• Your goal
Find each line in the listing below that contains the word "neck" and copy those lines.

Start of Information supplied

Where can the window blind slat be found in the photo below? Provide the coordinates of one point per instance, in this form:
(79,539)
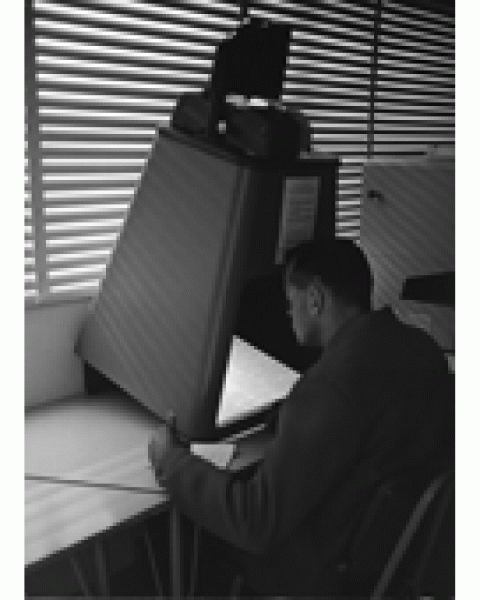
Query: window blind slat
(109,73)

End of Information supplied
Start of Information supplied

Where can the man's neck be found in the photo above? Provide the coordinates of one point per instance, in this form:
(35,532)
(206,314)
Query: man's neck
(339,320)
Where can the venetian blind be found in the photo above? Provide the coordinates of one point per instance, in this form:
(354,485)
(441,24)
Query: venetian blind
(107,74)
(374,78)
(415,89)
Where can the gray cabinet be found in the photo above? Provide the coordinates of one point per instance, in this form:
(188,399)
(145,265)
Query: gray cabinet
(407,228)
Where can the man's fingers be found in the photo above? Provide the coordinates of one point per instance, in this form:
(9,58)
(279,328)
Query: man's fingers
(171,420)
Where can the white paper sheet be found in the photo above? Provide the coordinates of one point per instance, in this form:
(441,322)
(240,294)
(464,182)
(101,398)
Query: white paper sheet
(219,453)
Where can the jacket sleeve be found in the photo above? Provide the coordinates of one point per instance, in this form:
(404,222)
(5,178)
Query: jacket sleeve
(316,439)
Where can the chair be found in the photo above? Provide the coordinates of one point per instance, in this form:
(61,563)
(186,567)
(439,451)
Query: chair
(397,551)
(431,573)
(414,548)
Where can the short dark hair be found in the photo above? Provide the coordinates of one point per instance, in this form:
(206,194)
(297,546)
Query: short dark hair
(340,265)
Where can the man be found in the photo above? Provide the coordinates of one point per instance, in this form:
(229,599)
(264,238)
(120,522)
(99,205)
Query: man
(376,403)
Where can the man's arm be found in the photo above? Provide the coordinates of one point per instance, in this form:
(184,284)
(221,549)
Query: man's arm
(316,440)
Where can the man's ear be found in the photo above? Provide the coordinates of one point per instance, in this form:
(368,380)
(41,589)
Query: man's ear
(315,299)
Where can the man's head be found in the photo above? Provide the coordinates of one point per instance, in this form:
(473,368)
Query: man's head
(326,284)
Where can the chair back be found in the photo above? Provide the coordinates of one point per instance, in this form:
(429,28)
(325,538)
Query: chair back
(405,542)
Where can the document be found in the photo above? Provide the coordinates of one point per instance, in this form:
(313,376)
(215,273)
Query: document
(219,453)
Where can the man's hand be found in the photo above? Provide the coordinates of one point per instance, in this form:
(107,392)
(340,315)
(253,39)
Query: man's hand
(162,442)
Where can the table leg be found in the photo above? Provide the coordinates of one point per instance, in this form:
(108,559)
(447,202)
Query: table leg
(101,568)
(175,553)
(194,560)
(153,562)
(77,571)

End of Information supplied

• Result for this exercise
Where can the man's neck be found in the photo above? Provide the coordinates of one point per instance, in this form:
Query: man's neck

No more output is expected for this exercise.